About this exercise: Please, from the entries below, transcribe exactly the lines that begin at the line with "TARGET = dark green foliage" and end at the line with "TARGET = wrench hanging on wall", without the pictures.

(Stored data entries)
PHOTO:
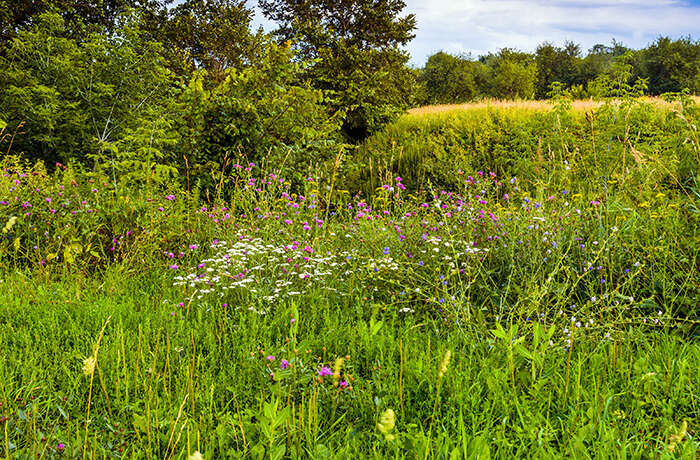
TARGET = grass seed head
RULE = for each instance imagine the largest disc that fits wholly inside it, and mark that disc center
(386, 424)
(444, 364)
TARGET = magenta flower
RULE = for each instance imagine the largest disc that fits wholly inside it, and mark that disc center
(324, 371)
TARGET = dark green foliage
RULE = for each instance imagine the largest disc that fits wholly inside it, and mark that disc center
(259, 113)
(213, 35)
(76, 100)
(556, 64)
(93, 14)
(354, 45)
(671, 65)
(449, 79)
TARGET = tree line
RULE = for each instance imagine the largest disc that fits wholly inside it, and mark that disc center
(664, 66)
(153, 90)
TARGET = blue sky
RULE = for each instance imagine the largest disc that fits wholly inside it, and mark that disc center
(480, 26)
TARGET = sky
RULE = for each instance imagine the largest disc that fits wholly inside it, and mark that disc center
(482, 26)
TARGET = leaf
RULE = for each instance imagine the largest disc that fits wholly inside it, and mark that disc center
(278, 452)
(499, 332)
(68, 255)
(62, 412)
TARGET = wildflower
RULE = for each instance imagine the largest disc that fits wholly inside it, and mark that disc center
(444, 364)
(324, 371)
(678, 437)
(10, 223)
(89, 365)
(386, 424)
(336, 370)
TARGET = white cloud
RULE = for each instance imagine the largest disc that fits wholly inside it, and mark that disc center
(479, 26)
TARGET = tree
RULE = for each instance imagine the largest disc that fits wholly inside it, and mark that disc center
(83, 99)
(512, 74)
(353, 51)
(449, 79)
(210, 34)
(600, 60)
(555, 64)
(515, 80)
(671, 65)
(261, 112)
(100, 14)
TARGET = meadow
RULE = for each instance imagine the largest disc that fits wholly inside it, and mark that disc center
(507, 284)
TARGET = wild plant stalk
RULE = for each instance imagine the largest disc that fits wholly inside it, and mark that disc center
(89, 367)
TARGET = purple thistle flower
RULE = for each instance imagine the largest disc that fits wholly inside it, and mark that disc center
(324, 371)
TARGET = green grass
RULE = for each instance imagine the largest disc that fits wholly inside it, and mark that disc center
(168, 386)
(546, 310)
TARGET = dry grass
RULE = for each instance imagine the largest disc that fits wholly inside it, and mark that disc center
(541, 105)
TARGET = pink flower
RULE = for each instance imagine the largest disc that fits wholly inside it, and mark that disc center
(324, 371)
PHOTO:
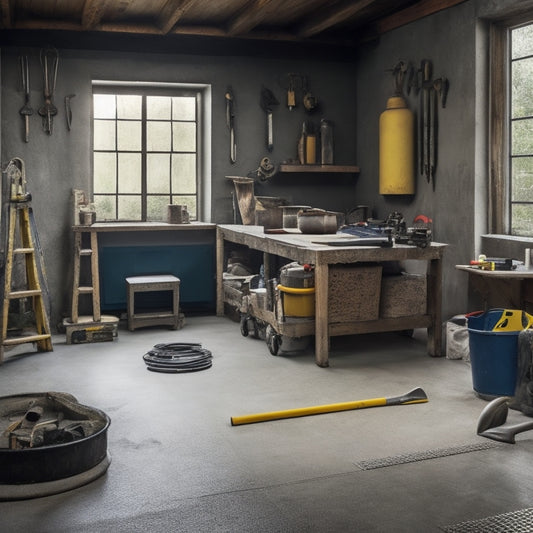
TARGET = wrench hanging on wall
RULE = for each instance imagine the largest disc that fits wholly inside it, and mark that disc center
(49, 63)
(267, 101)
(230, 123)
(26, 109)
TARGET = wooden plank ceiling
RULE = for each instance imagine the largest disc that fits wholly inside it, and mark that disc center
(340, 22)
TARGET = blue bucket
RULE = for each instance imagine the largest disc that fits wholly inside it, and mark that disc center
(493, 355)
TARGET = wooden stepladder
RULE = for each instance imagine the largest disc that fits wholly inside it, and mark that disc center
(21, 242)
(81, 250)
(86, 280)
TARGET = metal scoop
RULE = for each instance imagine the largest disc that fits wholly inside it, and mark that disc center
(491, 422)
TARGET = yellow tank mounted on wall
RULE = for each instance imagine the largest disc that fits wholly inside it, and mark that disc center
(396, 148)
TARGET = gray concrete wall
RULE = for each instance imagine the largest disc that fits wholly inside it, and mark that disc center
(58, 163)
(352, 94)
(448, 39)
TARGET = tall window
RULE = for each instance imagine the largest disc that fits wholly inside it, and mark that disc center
(145, 152)
(521, 131)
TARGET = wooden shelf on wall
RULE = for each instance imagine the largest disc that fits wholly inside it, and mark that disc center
(325, 169)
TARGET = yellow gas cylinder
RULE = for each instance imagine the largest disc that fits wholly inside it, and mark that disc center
(396, 148)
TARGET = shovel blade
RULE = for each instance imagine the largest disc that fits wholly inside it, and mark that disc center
(493, 415)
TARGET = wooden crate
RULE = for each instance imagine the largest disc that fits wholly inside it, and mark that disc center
(354, 293)
(403, 295)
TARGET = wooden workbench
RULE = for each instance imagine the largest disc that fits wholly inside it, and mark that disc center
(307, 249)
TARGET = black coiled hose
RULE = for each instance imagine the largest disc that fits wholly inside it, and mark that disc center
(178, 357)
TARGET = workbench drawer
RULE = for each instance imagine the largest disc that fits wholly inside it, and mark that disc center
(354, 293)
(403, 295)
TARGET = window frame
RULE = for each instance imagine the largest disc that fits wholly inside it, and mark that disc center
(202, 92)
(499, 123)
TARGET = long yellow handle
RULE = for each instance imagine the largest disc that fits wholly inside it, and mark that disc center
(416, 396)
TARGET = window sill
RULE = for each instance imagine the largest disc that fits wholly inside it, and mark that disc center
(510, 246)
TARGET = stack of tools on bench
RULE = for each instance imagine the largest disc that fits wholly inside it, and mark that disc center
(494, 263)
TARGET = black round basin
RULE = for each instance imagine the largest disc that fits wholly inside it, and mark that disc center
(50, 436)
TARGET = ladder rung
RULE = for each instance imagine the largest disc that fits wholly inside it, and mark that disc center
(24, 294)
(29, 338)
(23, 250)
(85, 290)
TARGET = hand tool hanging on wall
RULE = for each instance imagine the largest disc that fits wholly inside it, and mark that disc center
(265, 171)
(291, 93)
(230, 123)
(425, 123)
(309, 99)
(26, 109)
(431, 91)
(49, 64)
(68, 110)
(267, 101)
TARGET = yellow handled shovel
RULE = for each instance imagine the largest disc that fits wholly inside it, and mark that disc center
(414, 396)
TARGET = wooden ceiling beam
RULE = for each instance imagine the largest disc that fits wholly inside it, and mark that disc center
(172, 12)
(93, 11)
(415, 12)
(251, 17)
(320, 22)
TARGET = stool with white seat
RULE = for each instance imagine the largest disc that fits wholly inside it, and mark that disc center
(153, 283)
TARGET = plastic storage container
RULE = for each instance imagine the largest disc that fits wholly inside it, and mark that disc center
(493, 342)
(298, 302)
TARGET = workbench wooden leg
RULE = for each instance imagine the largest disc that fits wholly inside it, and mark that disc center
(435, 307)
(95, 274)
(321, 315)
(220, 272)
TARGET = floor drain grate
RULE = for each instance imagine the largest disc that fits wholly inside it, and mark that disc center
(423, 456)
(517, 521)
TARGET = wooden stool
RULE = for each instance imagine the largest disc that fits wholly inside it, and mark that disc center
(164, 282)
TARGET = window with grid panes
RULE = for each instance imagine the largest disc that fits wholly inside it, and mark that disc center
(145, 153)
(521, 131)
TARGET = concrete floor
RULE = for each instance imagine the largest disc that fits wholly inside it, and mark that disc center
(179, 466)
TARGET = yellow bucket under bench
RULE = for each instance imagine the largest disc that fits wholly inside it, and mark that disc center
(298, 302)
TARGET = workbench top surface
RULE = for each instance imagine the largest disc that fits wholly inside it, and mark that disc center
(521, 272)
(256, 237)
(144, 226)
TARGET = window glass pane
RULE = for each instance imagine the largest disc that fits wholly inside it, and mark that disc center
(145, 153)
(158, 136)
(189, 201)
(522, 42)
(522, 216)
(184, 108)
(522, 88)
(129, 207)
(104, 135)
(129, 135)
(129, 173)
(105, 207)
(104, 105)
(184, 173)
(522, 137)
(129, 106)
(184, 136)
(157, 207)
(158, 107)
(105, 173)
(158, 173)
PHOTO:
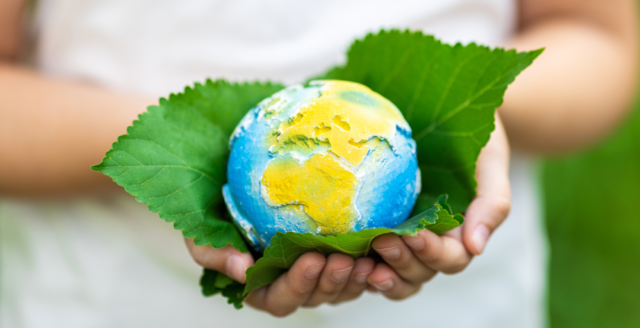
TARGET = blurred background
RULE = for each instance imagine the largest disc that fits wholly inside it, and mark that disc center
(591, 208)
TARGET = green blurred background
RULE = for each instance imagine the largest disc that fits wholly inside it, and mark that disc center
(592, 203)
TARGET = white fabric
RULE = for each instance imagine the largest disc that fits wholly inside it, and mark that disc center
(109, 262)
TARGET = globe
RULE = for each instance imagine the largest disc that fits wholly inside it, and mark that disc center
(327, 158)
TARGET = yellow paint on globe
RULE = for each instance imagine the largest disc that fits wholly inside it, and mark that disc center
(323, 188)
(345, 119)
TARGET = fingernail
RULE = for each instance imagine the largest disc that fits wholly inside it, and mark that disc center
(391, 253)
(384, 286)
(361, 278)
(415, 243)
(340, 276)
(314, 271)
(236, 268)
(480, 237)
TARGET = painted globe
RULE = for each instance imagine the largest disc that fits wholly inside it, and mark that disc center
(328, 158)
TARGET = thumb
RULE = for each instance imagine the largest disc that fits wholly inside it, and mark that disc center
(227, 260)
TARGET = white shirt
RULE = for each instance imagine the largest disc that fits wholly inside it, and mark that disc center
(109, 262)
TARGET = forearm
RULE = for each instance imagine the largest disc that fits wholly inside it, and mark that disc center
(51, 131)
(575, 92)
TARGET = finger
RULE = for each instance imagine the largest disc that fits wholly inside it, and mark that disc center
(227, 260)
(444, 253)
(387, 282)
(291, 289)
(358, 281)
(333, 279)
(401, 259)
(493, 200)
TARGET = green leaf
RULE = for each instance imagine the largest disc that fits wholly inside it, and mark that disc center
(174, 157)
(448, 95)
(213, 282)
(286, 248)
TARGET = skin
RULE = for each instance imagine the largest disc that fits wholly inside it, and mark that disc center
(591, 55)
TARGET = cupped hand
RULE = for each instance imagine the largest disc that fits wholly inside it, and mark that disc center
(414, 260)
(312, 280)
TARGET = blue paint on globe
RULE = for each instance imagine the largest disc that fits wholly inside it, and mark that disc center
(276, 157)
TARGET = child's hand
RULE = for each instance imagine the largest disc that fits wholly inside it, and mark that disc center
(414, 260)
(312, 280)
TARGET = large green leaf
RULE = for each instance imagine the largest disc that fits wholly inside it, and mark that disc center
(286, 248)
(174, 157)
(448, 95)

Task output:
TARGET = dark green foliage
RULE = for each instance imagine the largest disc that fits wholly inside it, and mark that disc center
(259, 113)
(213, 35)
(76, 100)
(556, 64)
(93, 14)
(354, 45)
(671, 65)
(449, 79)
TARGET = tree line
RULE = for each instance imagine the largest disc that fits wholly inside it, and mark that disc center
(664, 66)
(153, 90)
TARGET = blue sky
RULE = for each instance imagine the largest disc that fits wholly inside it, and mark that disc center
(480, 26)
TARGET = sky
RULE = for each instance imagine the largest disc that fits wholly inside it, and mark that disc center
(482, 26)
TARGET = leaf
RULE = for each instance imagine the largest disc that fits wholly inside it, and mark that disc center
(278, 452)
(499, 332)
(68, 255)
(62, 412)
TARGET = wildflower
RULE = for each instance imagine the largest disc that fits wholly inside it, and mark that disc center
(444, 364)
(324, 371)
(678, 437)
(10, 223)
(89, 365)
(386, 424)
(336, 370)
TARGET = white cloud
RULE = for each instance imagine the largest disc that fits wholly inside it, and mark that disc center
(479, 26)
TARGET = tree
RULE = for each instance imagine the largest disc that fits wholly inside it, and mark that disc center
(83, 99)
(512, 74)
(353, 51)
(449, 79)
(210, 34)
(600, 60)
(555, 64)
(515, 80)
(671, 65)
(261, 112)
(100, 14)
TARGET = meadow
RULE = for each instance imagine the largest disc that fits wholly inside it, and mark that disc center
(507, 284)
TARGET = wild plant stalk
RULE = for each instance imagine the largest disc that fits wholly inside it, and mark that disc center
(89, 367)
TARGET = purple thistle flower
RULE = for each instance imagine the largest disc that fits wholly inside it, and mark that disc center
(324, 371)
TARGET = green grass
RULE = for each instance imagine the largest disc that fits wholly inside it, and mark that disc center
(168, 386)
(546, 310)
TARGET = dry grass
RULE = for each instance imagine the largest disc that fits wholly inside it, and mark that disc center
(541, 105)
TARGET = pink flower
RULE = for each instance imagine the largest disc that fits wholly inside it, and mark that disc center
(324, 371)
PHOTO:
TARGET = wrench hanging on wall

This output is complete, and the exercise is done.